Text block:
----------

TRPML1 is necessary for vesicular trafficking and fusion of endolysosomes with lysosomes or the plasma membrane (PM). By mediating endolysosomal exocytosis, TRPML1 coordinates the restoration of PM lipids such as cholesterol that get collaterally internalized during endocytosis. Delivery of endocytosed material to lysosomes is needed for de-esterification of cholesterol esters. Defects in de-esterification and recycling lead to lowered PM cholesterol, which explains the attenuation of HRASG12V-driven ERK signaling.

----------

Source data:
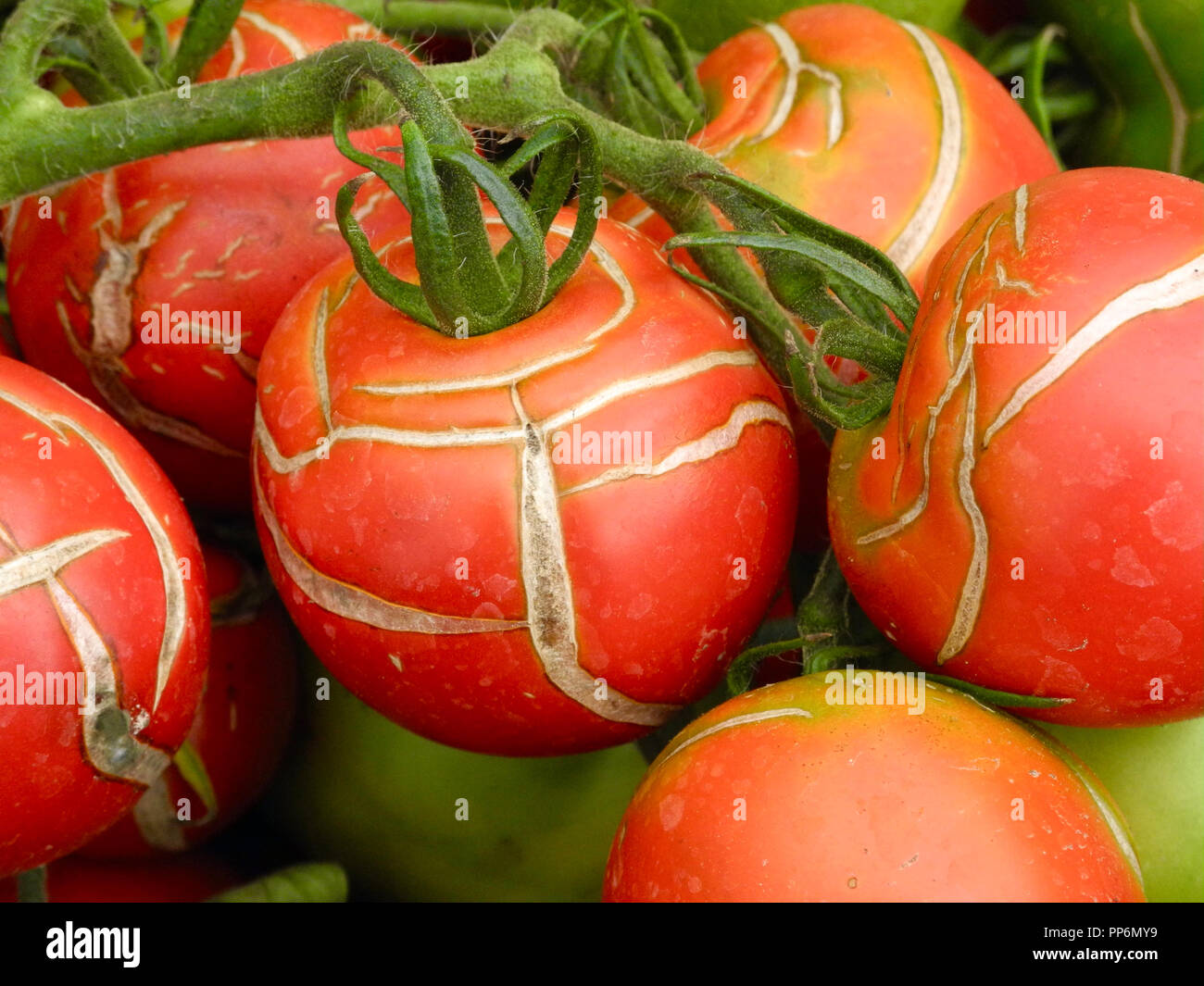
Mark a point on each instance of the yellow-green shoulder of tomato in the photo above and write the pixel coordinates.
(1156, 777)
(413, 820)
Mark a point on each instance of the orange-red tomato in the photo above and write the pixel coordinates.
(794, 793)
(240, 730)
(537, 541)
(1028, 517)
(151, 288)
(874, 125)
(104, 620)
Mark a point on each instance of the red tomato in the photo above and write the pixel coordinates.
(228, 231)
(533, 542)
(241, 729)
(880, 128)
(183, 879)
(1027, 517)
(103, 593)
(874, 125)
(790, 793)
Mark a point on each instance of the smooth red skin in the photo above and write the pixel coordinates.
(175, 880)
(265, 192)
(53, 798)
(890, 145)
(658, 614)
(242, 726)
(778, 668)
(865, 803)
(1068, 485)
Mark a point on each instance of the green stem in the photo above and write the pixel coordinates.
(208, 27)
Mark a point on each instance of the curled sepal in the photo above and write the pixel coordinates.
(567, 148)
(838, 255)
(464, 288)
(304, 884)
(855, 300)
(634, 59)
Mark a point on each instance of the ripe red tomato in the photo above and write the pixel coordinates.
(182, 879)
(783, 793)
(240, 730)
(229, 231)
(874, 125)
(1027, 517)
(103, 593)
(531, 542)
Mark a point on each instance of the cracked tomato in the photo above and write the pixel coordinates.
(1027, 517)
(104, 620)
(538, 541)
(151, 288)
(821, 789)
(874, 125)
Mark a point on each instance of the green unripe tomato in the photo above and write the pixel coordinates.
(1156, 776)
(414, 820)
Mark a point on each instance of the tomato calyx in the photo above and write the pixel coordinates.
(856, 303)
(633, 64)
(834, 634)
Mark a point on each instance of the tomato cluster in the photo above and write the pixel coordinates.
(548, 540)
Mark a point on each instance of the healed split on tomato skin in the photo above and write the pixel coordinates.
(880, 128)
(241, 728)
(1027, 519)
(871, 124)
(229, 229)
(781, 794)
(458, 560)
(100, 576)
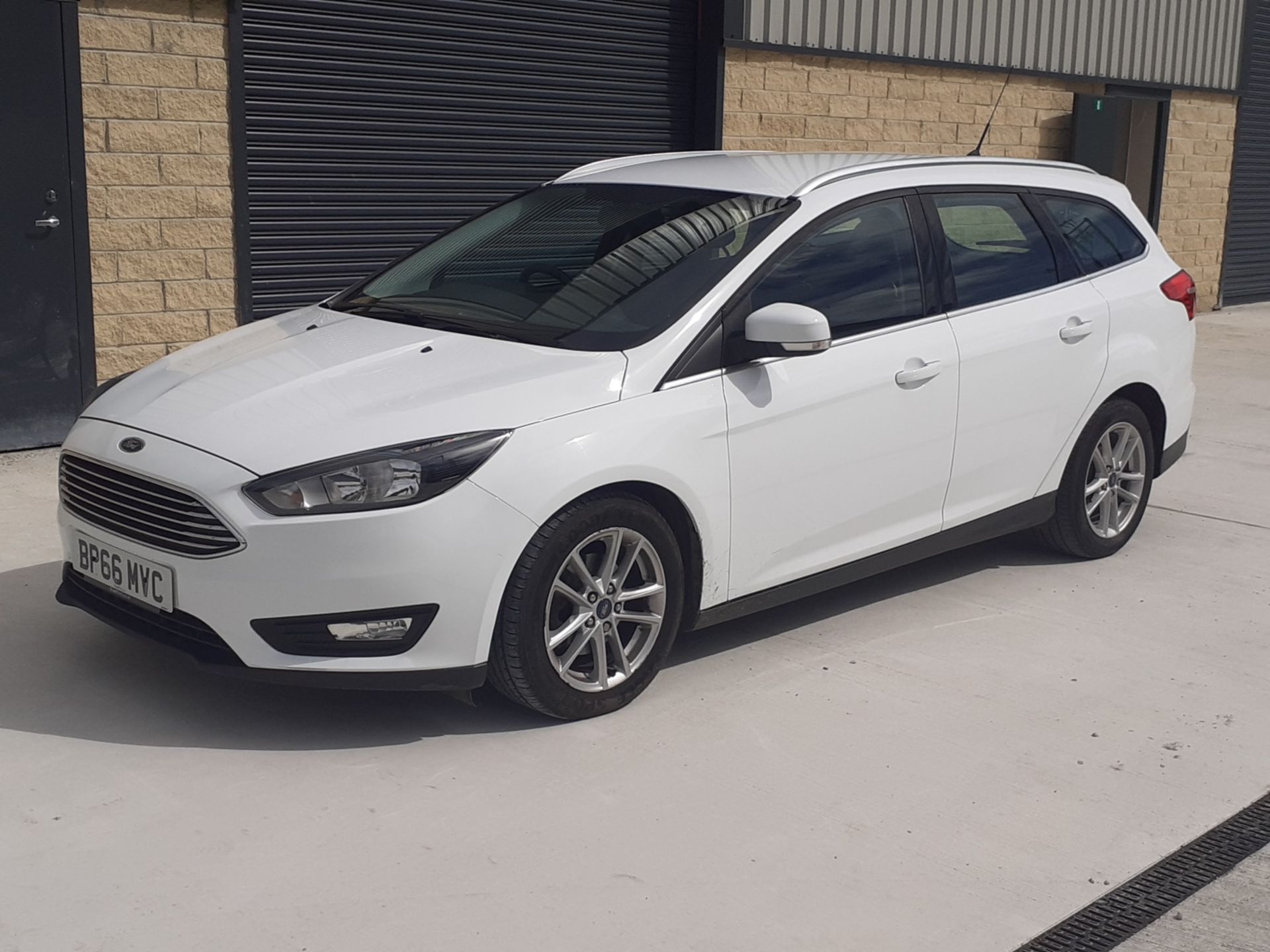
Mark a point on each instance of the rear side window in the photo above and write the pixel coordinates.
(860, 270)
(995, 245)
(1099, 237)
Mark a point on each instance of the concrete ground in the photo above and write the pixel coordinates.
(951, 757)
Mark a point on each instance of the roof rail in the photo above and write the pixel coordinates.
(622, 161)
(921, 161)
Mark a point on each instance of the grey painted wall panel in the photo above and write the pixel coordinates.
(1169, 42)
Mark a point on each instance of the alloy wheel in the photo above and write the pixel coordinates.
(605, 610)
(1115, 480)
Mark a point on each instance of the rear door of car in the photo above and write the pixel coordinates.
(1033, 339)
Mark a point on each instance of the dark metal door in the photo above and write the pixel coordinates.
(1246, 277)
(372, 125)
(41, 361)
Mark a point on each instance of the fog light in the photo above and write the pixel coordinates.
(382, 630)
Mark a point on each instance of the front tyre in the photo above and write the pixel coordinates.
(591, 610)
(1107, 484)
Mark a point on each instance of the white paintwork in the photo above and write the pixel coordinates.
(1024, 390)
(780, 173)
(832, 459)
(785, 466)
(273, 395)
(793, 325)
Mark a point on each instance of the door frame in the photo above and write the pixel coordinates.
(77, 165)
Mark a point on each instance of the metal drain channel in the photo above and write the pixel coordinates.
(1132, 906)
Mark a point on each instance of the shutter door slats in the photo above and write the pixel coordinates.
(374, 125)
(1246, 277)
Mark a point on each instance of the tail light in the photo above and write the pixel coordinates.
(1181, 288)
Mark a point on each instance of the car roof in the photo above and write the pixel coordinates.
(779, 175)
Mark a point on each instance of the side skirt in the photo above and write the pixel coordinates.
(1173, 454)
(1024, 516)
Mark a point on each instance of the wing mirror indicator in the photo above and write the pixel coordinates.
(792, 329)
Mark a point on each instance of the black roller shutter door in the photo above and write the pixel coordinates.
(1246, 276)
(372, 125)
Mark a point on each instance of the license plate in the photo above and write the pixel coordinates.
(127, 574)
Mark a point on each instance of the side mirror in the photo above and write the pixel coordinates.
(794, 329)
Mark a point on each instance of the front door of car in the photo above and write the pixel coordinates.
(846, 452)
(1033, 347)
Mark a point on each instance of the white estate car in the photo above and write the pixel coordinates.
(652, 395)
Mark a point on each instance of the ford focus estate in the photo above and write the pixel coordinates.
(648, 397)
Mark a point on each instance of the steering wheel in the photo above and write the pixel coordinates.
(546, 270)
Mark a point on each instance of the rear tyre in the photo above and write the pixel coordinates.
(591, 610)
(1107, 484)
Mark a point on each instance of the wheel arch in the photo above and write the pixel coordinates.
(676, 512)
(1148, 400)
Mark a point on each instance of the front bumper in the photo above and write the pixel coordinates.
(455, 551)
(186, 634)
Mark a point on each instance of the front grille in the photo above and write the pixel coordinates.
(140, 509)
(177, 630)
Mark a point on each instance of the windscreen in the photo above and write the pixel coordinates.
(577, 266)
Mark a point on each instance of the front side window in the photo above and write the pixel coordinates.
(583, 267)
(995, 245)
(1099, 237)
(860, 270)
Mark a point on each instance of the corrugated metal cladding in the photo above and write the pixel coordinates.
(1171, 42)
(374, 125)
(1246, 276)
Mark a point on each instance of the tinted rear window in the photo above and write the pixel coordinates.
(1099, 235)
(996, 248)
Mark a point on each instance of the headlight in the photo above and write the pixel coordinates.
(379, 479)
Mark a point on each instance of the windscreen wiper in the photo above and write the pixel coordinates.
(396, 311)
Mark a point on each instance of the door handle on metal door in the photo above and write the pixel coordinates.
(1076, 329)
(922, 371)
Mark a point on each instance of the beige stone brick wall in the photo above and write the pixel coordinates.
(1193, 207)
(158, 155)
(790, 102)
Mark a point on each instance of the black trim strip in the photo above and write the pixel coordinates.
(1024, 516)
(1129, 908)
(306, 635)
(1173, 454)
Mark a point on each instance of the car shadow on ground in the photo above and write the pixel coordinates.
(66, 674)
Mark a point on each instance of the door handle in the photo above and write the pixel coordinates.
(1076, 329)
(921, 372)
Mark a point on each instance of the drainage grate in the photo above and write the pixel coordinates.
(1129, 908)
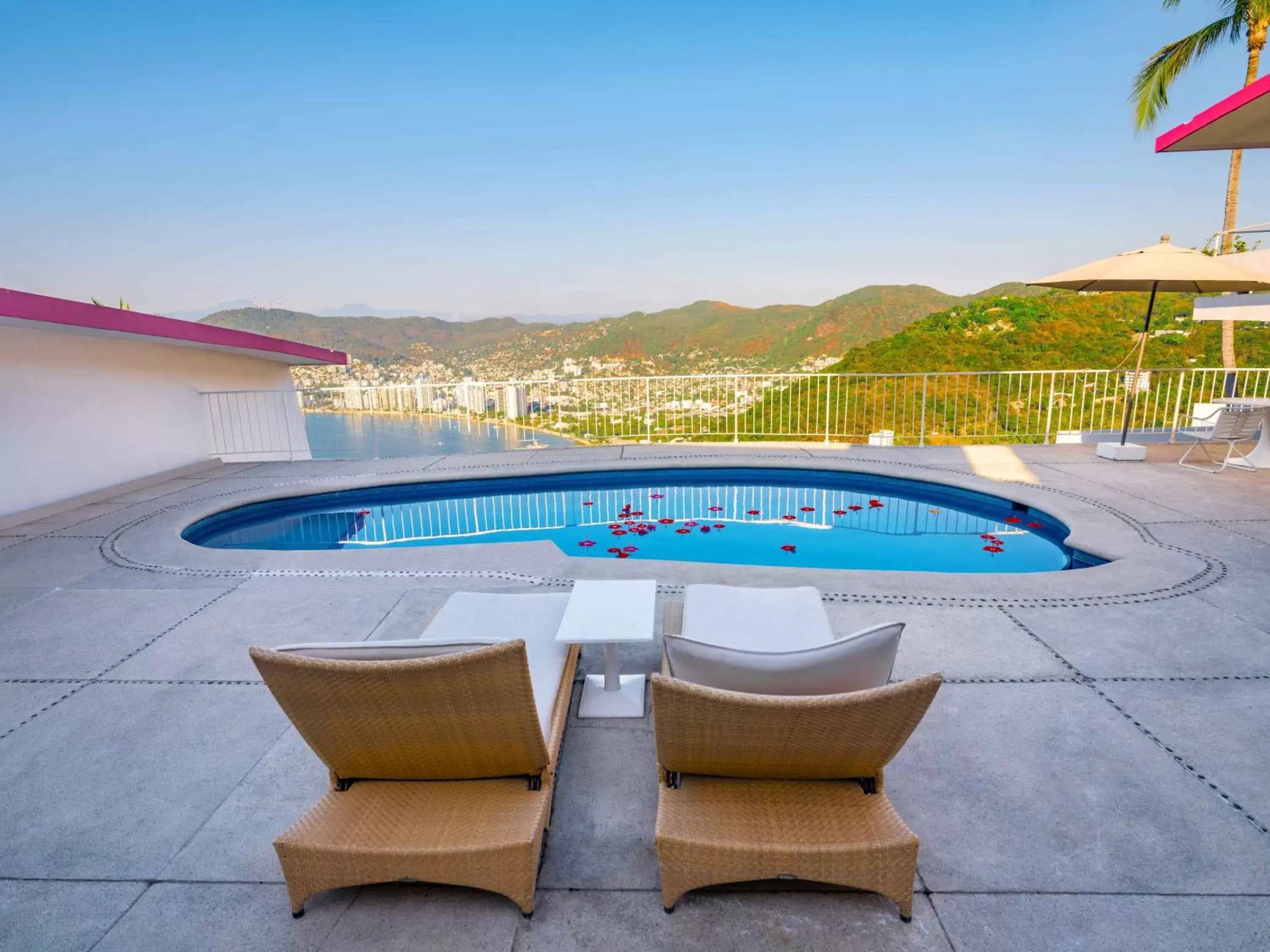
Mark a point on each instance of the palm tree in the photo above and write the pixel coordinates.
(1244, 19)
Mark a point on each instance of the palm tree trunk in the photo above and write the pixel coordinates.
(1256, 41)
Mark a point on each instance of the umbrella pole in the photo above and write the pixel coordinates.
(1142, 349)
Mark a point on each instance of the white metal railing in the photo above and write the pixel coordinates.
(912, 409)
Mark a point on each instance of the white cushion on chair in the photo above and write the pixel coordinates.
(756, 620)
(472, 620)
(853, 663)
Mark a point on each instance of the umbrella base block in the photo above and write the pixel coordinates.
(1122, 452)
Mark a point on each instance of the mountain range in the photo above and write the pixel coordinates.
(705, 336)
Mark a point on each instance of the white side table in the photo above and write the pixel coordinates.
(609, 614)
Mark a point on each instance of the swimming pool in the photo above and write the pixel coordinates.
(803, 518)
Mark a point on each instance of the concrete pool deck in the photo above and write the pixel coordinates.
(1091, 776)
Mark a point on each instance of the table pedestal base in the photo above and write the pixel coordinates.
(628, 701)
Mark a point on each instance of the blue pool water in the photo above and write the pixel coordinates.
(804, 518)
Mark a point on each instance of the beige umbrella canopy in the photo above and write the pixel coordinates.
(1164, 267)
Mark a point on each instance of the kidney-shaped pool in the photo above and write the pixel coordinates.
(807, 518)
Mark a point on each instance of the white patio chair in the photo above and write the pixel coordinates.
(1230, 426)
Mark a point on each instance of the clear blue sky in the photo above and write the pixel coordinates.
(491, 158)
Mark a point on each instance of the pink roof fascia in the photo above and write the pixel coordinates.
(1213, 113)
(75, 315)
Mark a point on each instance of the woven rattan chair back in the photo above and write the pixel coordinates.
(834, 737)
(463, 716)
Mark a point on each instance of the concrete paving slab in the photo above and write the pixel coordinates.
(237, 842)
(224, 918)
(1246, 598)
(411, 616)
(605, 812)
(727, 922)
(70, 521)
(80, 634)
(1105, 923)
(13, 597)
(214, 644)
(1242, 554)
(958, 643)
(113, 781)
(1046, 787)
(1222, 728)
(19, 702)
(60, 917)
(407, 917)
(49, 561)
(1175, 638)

----------

Actions to take:
- 1) In the TRPML1 passage, reproduce the text starting at "TRPML1 is necessary" up to and including "HRASG12V-driven ERK signaling.".
- 2) According to the TRPML1 passage, what process requires delivery of endocytosed material to lysosomes?
- 3) Summarize the TRPML1 passage in two sentences.

Outputs for the tasks:
- 1)
TRPML1 is necessary for vesicular trafficking and fusion of endolysosomes with lysosomes or the plasma membrane (PM). By mediating endolysosomal exocytosis, TRPML1 coordinates the restoration of PM lipids such as cholesterol that get collaterally internalized during endocytosis. Delivery of endocytosed material to lysosomes is needed for de-esterification of cholesterol esters. Defects in de-esterification and recycling lead to lowered PM cholesterol, which explains the attenuation of HRASG12V-driven ERK signaling.

- 2) De-esterification of cholesterol esters.

- 3) TRPML1 is needed for vesicular trafficking and endolysosome fusion, and through endolysosomal exocytosis it restores plasma membrane lipids such as cholesterol that are internalized during endocytosis. Defects in cholesterol de-esterification and recycling lower plasma membrane cholesterol, which explains the attenuation of HRASG12V-driven ERK signaling.